For the listing below, output exactly the lines from the line with "[47,59], drawn from the photo above." up to and including the line with "[426,50], drawn from the photo above.", and no other lines.

> [Provided records]:
##########
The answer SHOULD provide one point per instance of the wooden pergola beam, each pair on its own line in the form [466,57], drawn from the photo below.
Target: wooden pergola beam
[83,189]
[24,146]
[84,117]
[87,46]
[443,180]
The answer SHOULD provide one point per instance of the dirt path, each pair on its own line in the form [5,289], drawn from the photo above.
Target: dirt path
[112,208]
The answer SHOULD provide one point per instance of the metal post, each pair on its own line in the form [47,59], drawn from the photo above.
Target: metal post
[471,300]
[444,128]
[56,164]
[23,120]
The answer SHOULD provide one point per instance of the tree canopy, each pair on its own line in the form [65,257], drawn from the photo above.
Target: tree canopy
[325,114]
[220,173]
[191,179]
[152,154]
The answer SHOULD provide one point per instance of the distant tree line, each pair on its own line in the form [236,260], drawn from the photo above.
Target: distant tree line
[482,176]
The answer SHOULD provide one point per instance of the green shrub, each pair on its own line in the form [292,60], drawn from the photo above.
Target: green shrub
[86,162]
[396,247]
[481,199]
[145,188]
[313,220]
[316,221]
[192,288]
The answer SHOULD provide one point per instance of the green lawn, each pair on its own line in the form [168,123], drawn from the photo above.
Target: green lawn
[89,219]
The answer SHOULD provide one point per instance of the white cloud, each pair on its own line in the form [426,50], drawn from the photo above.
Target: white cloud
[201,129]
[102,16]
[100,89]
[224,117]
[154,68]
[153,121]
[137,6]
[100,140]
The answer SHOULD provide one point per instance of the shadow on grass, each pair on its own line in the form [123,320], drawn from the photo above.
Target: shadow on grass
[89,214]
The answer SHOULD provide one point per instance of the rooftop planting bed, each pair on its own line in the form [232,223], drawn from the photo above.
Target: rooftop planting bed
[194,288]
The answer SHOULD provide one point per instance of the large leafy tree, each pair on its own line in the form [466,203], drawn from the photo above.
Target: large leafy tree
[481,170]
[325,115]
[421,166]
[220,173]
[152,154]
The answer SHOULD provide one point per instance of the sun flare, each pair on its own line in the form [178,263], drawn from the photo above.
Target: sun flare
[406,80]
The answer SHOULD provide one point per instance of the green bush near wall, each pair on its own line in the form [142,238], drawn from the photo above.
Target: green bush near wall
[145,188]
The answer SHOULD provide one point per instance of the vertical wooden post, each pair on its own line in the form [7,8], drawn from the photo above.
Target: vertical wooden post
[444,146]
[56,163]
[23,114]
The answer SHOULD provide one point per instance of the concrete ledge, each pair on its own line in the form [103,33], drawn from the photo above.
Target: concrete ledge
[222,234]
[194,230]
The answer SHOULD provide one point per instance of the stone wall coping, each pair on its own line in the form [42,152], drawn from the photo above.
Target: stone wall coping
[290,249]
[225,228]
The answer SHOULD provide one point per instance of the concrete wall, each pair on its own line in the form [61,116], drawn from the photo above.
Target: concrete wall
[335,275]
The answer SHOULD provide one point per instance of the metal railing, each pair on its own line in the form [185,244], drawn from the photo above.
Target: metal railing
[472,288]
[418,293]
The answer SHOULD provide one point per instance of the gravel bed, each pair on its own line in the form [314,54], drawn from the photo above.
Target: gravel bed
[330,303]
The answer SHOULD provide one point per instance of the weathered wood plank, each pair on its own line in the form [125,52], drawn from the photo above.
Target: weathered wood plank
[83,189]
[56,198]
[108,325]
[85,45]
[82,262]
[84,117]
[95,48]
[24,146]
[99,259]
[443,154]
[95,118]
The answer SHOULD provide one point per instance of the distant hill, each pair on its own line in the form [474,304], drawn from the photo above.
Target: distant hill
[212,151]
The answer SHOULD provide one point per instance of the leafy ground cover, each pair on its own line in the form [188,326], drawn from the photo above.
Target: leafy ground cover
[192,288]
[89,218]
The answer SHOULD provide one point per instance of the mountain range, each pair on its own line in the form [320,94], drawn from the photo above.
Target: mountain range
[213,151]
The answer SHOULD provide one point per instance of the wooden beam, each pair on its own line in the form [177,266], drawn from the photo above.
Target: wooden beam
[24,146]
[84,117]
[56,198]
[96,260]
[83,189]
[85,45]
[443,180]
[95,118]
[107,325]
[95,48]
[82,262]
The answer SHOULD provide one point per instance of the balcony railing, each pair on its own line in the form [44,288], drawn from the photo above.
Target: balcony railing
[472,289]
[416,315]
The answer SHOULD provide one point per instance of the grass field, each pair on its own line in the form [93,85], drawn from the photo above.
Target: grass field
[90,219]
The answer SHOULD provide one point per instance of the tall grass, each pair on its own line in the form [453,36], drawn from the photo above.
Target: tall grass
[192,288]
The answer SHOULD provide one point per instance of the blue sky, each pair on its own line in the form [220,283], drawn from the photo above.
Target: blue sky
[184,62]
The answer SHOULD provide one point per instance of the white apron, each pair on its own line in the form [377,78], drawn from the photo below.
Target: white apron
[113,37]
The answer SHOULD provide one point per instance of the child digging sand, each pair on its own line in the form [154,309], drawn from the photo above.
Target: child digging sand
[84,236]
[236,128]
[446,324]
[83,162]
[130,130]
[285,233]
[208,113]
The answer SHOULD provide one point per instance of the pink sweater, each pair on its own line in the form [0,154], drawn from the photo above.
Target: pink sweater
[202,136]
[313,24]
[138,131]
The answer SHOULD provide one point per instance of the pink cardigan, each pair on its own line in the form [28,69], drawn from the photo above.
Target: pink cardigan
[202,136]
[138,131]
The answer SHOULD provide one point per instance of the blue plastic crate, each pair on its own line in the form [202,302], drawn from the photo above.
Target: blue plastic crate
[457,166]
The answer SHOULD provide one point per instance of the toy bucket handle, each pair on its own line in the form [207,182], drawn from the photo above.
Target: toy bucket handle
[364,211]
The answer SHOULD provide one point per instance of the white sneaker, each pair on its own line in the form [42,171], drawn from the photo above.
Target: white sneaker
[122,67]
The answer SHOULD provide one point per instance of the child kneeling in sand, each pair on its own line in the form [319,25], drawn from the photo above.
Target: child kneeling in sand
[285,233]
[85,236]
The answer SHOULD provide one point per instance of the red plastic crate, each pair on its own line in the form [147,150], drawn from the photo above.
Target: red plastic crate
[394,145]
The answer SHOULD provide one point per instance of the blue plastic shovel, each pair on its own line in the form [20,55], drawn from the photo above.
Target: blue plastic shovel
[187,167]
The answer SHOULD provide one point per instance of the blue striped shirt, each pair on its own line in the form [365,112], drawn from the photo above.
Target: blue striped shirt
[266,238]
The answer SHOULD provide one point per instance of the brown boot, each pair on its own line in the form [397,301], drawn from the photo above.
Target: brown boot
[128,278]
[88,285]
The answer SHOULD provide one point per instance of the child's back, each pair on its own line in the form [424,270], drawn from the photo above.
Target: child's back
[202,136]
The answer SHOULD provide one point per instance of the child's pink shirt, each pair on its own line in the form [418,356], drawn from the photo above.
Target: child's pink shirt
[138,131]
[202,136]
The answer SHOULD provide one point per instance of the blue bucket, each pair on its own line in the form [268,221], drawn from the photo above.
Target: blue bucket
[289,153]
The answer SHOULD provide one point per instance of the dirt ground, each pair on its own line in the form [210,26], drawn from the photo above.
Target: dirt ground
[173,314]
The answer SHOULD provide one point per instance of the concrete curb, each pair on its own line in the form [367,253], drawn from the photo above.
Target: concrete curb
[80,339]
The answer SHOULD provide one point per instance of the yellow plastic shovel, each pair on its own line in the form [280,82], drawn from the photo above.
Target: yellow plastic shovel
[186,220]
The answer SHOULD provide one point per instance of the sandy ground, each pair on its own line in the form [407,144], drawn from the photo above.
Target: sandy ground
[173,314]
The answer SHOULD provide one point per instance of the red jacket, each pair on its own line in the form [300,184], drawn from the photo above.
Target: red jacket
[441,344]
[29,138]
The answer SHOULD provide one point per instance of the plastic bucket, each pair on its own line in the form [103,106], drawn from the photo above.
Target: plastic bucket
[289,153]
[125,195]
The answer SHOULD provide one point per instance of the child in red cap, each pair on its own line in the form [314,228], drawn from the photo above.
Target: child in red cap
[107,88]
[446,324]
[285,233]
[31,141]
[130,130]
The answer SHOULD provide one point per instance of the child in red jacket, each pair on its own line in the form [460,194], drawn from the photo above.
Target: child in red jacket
##########
> [Your solution]:
The answer SHOULD provide one point per instance of the metal post, each pair on its own line in the form [47,59], drawn from the photo above.
Target: metal post
[471,300]
[444,128]
[56,164]
[23,120]
The answer SHOULD provide one point per instance of the tree canopy, each pair on its own line in the form [65,257], drawn from the photo above.
Target: tree canopy
[325,114]
[220,173]
[191,179]
[152,154]
The answer SHOULD provide one point per instance of the distant tree line, each pair on its own line in the form [236,260], drawn from the photo above.
Target: distant tree line
[482,176]
The answer SHOULD provide one point per instance of the green shrub, each pair on its own line in the form [292,60], drawn from the photo above.
Target: green shrub
[86,162]
[396,247]
[481,199]
[145,188]
[313,220]
[316,221]
[192,288]
The answer SHOULD provide one point per instance of the green lawn, each pair on its own line in the form [168,123], drawn from the photo above.
Target: green lawn
[89,219]
The answer SHOULD provide one point per instance of the white cloud, each pair on its own line in the form [426,50], drawn from the photo above.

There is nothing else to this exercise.